▶ _TASK GOAL_
Every line from the one with "formatted as [132,50]." through the end of the records below should be restated word for word, and nothing outside that span.

# START OF PROVIDED DATA

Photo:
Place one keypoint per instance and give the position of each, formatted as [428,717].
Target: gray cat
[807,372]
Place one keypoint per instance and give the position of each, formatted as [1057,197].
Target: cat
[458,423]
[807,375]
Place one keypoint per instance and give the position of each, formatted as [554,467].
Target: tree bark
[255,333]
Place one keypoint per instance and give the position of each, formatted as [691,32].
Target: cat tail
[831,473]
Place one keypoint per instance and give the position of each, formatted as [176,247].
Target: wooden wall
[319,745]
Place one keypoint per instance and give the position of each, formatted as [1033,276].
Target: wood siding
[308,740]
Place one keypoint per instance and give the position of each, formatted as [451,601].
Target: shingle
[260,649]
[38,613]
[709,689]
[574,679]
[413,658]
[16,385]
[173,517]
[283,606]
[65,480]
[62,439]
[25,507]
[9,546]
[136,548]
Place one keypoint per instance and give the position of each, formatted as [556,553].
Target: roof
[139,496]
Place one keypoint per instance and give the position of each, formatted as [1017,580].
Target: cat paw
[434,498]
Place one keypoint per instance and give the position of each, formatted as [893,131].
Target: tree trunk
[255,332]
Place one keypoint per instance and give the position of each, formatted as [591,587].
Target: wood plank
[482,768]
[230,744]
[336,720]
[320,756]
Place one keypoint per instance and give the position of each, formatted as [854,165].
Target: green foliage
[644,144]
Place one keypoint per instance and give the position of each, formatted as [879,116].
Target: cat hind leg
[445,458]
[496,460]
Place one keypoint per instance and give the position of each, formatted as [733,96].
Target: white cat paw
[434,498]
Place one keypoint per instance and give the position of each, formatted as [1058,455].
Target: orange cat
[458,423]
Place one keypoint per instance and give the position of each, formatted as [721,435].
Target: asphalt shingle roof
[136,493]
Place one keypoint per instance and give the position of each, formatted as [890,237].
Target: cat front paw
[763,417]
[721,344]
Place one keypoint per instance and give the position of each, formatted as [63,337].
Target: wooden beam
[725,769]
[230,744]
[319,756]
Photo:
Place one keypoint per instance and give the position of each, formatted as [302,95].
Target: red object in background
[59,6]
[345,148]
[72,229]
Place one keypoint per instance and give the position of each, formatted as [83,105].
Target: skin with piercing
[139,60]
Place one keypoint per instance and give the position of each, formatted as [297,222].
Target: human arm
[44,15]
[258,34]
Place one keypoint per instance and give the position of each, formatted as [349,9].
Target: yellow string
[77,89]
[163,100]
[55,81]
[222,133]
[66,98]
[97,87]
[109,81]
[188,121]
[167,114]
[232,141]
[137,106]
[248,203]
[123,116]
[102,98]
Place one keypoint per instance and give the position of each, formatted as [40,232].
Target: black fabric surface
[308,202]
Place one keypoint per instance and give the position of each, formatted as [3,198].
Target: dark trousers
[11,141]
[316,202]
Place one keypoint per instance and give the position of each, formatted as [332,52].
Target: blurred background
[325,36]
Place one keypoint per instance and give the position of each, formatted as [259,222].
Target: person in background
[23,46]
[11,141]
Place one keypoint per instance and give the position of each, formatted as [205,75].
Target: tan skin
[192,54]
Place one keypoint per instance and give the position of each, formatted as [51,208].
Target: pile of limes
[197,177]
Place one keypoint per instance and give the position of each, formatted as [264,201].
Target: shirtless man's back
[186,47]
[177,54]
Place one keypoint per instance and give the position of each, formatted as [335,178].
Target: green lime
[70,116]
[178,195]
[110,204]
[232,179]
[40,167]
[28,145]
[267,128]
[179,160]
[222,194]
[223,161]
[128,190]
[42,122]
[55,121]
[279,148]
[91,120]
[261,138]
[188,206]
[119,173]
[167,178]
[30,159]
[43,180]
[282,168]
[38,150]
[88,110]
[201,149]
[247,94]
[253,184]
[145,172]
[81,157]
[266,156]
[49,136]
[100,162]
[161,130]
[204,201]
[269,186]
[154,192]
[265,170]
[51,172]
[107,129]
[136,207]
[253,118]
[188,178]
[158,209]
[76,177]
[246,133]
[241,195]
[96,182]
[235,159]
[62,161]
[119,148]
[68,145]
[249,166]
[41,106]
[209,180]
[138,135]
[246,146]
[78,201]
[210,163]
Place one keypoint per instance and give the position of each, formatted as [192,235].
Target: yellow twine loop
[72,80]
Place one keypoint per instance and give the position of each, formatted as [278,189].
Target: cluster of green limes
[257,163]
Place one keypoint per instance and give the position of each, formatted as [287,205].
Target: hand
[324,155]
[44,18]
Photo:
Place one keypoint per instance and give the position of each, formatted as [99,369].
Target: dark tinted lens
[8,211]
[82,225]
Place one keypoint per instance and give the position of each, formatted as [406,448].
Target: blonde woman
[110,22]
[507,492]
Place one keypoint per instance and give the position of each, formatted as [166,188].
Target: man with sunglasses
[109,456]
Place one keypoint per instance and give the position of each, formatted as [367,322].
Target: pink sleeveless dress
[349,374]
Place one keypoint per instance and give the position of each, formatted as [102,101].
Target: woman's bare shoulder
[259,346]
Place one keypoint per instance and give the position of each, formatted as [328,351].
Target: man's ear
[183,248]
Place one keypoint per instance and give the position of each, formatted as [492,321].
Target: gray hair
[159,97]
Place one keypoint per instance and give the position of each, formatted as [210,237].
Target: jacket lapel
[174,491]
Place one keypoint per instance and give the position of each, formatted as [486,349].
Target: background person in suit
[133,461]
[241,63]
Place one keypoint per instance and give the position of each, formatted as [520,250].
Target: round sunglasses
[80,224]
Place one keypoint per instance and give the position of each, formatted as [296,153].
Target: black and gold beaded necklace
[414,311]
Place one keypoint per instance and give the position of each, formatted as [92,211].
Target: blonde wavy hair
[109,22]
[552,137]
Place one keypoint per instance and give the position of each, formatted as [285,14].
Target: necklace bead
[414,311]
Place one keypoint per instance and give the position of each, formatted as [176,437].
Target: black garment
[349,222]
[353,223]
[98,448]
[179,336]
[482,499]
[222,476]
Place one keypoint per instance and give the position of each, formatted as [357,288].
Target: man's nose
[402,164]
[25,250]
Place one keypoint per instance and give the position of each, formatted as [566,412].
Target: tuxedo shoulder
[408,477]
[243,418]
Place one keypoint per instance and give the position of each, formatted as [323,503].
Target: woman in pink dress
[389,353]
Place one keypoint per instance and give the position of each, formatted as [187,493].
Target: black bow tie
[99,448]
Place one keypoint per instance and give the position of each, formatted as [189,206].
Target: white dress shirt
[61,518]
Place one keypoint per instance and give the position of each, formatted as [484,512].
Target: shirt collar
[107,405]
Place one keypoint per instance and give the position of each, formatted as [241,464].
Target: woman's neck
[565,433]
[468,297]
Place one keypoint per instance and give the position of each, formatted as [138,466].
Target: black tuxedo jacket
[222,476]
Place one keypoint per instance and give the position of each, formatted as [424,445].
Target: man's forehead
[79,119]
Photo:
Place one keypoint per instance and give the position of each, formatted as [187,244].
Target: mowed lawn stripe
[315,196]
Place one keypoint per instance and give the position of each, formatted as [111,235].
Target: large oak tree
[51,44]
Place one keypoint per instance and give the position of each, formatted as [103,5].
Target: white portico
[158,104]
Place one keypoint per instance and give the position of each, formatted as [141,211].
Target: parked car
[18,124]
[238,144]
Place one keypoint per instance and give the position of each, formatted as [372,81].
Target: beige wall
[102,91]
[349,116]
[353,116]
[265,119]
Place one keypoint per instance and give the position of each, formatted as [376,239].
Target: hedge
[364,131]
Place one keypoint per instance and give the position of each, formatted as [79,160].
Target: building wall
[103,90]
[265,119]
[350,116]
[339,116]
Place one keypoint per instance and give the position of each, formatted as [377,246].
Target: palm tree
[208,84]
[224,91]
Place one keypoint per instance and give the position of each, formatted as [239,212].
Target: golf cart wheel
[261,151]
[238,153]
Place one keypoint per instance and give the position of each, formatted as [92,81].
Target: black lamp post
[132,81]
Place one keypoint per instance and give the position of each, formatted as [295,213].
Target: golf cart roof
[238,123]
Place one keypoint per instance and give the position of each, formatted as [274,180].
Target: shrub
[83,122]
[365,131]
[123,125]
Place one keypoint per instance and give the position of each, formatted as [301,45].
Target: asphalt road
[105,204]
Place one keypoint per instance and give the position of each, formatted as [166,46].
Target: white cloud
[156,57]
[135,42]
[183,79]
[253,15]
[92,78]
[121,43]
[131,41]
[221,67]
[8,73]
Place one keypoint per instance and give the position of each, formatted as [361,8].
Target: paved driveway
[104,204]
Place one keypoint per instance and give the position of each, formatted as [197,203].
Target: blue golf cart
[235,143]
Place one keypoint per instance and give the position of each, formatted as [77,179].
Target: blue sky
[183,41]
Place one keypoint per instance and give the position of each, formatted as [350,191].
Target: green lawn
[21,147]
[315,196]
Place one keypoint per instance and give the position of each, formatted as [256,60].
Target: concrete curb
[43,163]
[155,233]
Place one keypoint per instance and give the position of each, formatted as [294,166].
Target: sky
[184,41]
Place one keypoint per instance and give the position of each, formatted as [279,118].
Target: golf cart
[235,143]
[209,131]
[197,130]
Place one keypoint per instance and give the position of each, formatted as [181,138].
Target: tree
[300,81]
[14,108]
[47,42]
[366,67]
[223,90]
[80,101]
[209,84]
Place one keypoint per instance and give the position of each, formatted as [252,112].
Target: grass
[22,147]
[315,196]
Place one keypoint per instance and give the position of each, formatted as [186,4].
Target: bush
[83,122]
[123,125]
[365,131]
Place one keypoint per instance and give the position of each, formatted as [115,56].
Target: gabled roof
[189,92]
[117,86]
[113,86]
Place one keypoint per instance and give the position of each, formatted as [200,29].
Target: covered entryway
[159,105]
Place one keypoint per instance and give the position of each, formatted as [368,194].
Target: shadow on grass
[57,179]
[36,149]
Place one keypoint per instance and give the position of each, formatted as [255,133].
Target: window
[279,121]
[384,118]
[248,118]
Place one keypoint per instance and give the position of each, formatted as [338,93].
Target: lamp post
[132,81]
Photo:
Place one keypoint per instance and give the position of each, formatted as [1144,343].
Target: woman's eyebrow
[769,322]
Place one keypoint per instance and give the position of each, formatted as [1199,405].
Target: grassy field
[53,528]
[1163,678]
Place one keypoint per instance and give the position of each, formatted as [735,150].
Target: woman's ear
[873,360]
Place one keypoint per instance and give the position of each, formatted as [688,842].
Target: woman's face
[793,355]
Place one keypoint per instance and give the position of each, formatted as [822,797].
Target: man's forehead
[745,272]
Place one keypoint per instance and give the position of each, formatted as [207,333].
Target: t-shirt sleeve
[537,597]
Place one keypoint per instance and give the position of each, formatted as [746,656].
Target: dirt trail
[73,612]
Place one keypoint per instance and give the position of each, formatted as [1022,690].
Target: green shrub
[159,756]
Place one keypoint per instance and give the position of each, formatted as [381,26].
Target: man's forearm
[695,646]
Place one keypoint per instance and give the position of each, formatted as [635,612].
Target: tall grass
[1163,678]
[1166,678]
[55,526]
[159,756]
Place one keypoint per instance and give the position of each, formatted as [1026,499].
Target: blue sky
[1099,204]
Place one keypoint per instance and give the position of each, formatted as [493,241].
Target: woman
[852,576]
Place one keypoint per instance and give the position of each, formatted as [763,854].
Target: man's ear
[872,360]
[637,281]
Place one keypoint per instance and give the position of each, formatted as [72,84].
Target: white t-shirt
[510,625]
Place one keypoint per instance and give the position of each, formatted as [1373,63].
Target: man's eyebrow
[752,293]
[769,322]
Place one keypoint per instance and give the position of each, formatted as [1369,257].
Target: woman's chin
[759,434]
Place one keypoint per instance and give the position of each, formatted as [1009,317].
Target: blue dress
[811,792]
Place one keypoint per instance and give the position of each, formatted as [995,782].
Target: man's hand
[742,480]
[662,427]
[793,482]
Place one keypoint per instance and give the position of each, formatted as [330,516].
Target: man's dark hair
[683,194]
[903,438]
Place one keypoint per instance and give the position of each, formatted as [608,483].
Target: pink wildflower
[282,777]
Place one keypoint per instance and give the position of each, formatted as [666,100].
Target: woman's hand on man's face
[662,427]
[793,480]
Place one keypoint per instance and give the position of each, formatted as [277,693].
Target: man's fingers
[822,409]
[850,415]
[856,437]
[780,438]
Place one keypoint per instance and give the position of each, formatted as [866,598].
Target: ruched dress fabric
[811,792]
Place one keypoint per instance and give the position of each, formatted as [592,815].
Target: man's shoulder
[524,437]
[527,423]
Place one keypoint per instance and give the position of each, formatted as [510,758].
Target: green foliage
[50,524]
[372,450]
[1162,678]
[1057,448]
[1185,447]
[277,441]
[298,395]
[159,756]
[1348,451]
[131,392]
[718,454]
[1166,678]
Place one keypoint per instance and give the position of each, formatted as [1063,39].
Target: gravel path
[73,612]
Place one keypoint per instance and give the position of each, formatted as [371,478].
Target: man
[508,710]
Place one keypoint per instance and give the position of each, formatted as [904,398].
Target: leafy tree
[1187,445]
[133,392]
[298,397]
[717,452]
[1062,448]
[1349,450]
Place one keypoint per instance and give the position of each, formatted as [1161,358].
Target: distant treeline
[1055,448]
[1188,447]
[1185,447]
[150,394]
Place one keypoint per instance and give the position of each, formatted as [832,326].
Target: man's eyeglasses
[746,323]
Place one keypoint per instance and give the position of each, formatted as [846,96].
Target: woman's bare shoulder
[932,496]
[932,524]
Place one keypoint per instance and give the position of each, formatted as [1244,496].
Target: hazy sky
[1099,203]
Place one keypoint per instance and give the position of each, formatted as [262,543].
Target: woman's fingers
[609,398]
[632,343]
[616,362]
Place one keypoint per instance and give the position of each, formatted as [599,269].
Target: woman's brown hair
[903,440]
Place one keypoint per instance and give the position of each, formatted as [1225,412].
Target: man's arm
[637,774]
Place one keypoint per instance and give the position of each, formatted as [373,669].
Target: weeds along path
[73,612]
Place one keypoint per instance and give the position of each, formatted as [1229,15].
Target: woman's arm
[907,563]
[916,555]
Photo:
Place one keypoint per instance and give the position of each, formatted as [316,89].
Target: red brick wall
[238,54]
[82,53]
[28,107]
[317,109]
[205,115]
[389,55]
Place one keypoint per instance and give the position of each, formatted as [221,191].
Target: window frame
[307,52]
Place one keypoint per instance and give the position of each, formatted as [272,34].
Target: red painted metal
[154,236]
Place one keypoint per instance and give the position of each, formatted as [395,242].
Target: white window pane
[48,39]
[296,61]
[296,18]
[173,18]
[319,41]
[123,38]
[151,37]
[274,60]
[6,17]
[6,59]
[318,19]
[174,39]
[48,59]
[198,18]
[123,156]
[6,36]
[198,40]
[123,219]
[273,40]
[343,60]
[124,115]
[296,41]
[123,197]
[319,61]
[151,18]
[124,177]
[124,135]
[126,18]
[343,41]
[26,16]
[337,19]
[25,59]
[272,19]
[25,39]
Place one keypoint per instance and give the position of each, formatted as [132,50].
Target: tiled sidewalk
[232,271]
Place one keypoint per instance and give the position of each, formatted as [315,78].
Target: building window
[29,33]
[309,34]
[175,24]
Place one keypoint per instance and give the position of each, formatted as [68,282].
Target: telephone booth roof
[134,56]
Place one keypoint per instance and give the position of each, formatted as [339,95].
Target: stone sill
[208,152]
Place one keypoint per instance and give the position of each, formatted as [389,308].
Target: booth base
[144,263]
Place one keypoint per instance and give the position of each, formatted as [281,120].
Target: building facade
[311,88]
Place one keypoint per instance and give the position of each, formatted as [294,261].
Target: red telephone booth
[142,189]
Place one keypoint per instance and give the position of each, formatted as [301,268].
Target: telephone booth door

# END OF PROVIDED DATA

▶ _ANSWER_
Place one keypoint per instance and give the position of each, formatted as [132,50].
Target: tiled sidewalk
[232,271]
Place one keypoint per instance and give the position of each, formatted as [315,78].
Target: building window
[29,33]
[309,34]
[175,24]
Place one keypoint per instance and give the position of each, formatted as [68,282].
Target: telephone booth roof
[134,56]
Place one keypoint per instance and give the position of each, formatted as [339,95].
Target: stone sill
[208,152]
Place one keypoint per instance and give the position of each, formatted as [389,308].
Target: booth base
[144,263]
Place one keypoint per instance and give the position of each, formatted as [281,120].
Target: building facade
[311,88]
Place one keypoint per instance and give the position of each, formatted as [294,261].
Target: red telephone booth
[142,189]
Place one keypoint per instance and give the position of each, formatted as [301,268].
Target: telephone booth door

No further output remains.